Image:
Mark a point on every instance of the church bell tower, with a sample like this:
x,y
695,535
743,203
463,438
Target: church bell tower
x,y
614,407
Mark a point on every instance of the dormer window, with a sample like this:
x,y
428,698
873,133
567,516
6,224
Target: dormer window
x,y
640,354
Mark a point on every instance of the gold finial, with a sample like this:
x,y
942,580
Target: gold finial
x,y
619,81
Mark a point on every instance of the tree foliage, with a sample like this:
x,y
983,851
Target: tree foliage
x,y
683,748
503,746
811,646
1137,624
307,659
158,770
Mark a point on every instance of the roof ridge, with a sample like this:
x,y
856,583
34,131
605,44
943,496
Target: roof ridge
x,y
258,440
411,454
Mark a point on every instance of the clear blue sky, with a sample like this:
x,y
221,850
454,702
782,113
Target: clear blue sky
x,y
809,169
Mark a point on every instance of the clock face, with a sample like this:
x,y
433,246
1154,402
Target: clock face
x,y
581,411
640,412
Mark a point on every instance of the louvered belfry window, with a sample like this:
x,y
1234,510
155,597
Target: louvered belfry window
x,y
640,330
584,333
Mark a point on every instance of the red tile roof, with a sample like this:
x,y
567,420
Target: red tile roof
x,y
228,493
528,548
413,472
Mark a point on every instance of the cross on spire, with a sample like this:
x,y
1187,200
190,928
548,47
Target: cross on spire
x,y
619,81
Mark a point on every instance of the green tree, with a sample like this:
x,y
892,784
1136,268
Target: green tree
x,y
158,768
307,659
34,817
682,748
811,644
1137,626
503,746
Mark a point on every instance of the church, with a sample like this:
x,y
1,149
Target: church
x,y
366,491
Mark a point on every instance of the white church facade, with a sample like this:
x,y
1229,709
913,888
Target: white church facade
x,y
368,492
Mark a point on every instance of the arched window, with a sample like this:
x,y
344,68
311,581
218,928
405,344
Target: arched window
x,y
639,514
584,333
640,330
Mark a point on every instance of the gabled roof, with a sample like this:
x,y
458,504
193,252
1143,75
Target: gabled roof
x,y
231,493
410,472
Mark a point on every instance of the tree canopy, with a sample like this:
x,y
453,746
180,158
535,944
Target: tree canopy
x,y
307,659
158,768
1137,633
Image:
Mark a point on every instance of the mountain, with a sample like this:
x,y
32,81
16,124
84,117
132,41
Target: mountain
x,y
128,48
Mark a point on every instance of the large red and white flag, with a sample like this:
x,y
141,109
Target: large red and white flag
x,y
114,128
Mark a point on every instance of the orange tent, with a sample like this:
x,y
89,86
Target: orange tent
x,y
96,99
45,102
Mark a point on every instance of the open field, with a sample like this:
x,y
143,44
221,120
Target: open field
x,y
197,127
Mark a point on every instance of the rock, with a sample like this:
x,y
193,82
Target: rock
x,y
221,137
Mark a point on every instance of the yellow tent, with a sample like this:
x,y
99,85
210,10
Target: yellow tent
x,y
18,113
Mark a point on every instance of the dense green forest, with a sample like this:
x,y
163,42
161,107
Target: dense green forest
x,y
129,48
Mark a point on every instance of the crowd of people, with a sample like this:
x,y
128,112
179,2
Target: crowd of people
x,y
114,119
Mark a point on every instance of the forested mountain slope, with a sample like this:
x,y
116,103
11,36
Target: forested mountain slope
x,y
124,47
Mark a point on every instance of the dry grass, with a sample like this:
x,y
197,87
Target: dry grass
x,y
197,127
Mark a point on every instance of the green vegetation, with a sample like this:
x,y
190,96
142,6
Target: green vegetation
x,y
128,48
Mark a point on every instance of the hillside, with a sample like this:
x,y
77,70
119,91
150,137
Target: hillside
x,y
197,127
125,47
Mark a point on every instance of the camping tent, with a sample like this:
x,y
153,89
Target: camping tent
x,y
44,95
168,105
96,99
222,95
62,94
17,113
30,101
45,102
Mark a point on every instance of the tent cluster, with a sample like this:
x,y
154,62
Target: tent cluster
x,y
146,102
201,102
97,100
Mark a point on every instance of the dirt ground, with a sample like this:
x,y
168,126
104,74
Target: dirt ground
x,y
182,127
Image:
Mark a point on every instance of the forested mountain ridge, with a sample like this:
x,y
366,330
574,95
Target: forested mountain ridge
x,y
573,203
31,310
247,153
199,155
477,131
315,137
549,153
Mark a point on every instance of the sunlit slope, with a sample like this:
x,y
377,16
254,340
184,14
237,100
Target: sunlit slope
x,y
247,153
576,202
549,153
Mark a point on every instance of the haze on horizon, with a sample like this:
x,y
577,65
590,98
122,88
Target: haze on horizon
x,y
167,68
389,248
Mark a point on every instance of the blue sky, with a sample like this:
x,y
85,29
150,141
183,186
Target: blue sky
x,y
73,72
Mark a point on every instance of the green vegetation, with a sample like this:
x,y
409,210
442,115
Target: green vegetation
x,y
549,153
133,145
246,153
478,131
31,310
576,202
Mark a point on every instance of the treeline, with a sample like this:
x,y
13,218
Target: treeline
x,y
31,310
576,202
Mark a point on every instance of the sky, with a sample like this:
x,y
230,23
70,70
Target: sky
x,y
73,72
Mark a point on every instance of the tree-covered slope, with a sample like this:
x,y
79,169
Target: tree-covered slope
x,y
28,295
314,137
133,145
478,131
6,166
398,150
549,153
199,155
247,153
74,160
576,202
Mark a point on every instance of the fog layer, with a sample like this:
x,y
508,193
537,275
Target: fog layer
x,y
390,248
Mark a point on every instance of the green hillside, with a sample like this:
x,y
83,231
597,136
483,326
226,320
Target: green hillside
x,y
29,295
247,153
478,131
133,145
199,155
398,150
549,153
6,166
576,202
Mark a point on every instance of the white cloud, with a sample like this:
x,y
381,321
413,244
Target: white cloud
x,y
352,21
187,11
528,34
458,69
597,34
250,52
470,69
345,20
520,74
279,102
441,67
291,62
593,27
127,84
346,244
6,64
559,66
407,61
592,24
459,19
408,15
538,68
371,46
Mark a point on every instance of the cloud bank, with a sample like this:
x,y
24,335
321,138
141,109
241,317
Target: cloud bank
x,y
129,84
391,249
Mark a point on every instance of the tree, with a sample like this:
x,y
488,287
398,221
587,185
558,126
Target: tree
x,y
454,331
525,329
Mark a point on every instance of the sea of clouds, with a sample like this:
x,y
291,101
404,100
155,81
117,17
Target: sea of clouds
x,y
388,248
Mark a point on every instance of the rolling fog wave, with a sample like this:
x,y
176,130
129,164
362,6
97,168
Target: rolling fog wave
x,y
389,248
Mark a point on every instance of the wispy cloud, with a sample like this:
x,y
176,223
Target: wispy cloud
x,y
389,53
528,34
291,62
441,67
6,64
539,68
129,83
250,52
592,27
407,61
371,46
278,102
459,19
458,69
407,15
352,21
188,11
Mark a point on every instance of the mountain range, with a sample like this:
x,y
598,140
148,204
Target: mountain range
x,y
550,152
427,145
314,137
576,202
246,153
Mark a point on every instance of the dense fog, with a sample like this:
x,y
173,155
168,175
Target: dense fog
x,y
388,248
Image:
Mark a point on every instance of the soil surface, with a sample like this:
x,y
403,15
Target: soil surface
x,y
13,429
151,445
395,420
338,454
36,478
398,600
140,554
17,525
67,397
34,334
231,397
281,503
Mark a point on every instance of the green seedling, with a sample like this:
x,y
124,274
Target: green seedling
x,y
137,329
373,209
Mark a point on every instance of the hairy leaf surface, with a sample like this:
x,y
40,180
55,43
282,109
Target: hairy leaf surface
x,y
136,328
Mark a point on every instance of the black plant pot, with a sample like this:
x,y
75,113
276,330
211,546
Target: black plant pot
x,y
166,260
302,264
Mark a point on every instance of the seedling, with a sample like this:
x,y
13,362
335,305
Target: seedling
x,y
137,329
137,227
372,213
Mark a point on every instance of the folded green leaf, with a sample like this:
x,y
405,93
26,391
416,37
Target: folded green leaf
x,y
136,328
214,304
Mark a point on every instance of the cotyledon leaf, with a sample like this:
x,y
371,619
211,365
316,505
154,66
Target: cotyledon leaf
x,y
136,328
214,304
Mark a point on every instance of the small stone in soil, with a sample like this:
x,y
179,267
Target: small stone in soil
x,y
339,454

+ + +

# [Aim]
Reproduce word for word the lines of the records from the one containing "Mark a point on every instance of the black" through the last line of the records, both ends included.

# [Full output]
Mark a point on every instance of the black plant pot, with a sample like this:
x,y
75,113
276,330
211,546
Target: black plant pot
x,y
166,260
302,264
Mark a point on every instance of the seedling, with a sample like this:
x,y
13,362
335,305
Target: seedling
x,y
137,329
137,227
372,213
Mark a point on every instance of the folded green leaf, with a sample like this:
x,y
405,93
26,391
416,37
Target: folded green leaf
x,y
136,328
214,304
Mark a point on every instance of the cotyledon leaf, with a sample like this:
x,y
371,619
211,365
316,505
154,66
Target: cotyledon leaf
x,y
136,328
214,304
Mark a point on every instance of the small stone in soil, with a sample like this:
x,y
179,267
Target: small stone in soil
x,y
339,454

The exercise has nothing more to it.